Records provided:
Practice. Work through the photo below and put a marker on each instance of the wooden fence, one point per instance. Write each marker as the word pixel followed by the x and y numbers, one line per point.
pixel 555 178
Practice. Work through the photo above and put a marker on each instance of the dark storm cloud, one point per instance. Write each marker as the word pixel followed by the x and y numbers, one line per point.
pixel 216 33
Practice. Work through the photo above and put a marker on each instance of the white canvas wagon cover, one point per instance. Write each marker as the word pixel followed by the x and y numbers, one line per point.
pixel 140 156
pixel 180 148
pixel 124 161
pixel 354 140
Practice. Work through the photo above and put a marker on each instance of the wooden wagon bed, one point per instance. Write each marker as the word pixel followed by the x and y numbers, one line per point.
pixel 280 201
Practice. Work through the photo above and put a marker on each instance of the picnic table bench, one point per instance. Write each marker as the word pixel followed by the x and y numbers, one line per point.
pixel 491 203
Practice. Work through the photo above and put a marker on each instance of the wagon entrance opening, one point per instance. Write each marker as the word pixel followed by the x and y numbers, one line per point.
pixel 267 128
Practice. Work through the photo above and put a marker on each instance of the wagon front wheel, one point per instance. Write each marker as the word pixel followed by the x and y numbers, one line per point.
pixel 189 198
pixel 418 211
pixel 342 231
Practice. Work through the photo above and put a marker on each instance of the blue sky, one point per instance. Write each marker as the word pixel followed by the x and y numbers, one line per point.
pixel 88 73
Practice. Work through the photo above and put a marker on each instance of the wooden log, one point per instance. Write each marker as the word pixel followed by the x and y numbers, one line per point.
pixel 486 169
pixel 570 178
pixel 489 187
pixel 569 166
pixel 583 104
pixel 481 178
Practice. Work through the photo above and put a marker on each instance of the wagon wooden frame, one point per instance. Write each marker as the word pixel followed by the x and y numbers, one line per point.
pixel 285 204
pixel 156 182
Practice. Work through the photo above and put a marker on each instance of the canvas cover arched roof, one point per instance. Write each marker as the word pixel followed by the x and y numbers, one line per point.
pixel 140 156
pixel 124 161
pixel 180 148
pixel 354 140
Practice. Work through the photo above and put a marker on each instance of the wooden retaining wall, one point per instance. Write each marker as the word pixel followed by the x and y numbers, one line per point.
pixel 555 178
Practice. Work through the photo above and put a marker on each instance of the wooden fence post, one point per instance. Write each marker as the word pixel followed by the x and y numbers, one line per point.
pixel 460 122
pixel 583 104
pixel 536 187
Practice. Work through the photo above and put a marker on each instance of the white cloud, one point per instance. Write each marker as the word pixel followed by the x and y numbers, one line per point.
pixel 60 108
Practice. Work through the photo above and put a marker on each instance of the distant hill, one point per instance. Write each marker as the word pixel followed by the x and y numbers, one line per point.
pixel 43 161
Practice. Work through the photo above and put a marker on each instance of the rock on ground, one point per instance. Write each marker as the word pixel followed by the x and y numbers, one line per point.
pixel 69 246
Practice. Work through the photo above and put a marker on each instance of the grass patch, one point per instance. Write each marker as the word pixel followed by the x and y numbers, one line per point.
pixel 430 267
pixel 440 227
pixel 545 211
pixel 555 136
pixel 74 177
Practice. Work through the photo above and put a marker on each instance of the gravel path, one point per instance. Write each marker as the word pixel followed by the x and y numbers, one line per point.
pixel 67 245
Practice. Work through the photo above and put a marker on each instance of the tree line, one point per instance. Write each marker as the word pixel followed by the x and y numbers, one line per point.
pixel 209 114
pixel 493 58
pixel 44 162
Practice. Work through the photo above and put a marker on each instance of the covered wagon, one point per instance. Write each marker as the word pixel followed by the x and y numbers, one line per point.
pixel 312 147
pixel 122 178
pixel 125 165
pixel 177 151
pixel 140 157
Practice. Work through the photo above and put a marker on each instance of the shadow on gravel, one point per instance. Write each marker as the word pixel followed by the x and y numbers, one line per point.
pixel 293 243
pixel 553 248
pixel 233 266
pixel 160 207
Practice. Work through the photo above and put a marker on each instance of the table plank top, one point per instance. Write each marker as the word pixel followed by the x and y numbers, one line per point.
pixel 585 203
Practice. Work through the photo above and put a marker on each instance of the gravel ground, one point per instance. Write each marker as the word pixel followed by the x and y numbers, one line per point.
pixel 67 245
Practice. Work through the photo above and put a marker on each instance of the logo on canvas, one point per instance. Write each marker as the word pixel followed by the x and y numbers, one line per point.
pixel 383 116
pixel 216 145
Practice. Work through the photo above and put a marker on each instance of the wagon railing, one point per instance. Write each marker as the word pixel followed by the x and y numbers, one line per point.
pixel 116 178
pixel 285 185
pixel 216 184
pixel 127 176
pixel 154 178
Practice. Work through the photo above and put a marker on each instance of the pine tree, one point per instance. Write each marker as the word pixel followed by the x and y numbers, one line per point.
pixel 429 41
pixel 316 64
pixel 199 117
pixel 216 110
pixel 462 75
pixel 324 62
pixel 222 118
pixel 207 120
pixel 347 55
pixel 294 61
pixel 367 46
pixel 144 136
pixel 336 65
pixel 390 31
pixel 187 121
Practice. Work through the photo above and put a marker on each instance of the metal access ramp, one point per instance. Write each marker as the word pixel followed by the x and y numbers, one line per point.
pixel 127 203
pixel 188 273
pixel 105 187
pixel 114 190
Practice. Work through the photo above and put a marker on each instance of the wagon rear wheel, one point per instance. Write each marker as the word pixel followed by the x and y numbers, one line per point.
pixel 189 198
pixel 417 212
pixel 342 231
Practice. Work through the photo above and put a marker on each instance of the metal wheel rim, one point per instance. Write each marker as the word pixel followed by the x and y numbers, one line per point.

...

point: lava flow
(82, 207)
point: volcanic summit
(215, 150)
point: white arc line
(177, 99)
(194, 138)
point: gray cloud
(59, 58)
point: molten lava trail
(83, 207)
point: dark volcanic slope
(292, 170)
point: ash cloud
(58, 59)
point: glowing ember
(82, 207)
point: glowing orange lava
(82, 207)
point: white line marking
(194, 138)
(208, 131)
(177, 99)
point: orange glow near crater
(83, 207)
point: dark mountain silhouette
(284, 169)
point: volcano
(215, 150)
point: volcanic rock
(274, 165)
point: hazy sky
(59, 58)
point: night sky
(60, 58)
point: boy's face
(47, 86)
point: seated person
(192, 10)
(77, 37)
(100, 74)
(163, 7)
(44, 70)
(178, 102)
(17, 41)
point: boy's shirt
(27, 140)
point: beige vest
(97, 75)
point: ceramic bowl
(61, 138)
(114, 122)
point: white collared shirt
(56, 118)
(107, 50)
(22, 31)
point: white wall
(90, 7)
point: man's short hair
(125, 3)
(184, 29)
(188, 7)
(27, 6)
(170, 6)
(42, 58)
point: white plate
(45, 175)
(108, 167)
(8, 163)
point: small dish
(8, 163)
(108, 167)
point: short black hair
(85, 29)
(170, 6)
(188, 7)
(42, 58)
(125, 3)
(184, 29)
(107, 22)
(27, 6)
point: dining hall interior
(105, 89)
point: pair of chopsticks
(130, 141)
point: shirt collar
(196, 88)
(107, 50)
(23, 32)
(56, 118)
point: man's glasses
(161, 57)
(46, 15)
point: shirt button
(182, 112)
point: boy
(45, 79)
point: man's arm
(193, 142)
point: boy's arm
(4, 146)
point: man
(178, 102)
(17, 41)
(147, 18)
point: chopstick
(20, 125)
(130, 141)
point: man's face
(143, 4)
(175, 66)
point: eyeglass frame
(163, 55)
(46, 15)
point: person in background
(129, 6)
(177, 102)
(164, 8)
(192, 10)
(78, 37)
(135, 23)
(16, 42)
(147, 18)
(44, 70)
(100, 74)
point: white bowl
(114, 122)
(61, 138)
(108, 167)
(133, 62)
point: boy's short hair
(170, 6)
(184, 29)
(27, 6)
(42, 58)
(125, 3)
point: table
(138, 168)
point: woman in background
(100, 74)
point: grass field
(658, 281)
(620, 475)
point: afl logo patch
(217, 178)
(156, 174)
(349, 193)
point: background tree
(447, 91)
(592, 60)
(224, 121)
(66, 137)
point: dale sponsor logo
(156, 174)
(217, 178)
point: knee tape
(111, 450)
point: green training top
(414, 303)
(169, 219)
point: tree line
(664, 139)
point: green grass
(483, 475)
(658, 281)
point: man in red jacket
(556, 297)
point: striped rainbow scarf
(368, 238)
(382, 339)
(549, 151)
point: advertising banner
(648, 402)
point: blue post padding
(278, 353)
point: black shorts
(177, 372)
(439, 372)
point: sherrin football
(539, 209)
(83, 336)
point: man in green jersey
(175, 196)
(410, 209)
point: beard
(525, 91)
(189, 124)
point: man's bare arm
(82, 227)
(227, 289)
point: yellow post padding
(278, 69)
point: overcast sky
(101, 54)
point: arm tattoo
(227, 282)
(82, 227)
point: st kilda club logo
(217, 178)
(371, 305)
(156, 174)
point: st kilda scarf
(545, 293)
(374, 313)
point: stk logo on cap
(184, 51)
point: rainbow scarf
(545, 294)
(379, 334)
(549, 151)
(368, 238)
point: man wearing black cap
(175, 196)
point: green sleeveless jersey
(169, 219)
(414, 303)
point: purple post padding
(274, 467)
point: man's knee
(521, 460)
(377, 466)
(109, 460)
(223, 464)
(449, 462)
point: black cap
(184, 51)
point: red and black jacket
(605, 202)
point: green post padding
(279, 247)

Exercise brief:
Set down, word for word, the rows from the line containing "Practice. Work through the photo below" through the line containing "pixel 216 33", both of those lines included.

Solution for this problem:
Practice. Work through the photo below and put a marker on each instance of the wooden fence, one point per instance. Write each marker as the word pixel followed by the x and y numbers, one line per point.
pixel 555 178
Practice. Work through the photo above and put a marker on each instance of the dark storm cloud, one point per instance. Write each marker as the word pixel followed by the x and y numbers, one line per point.
pixel 216 33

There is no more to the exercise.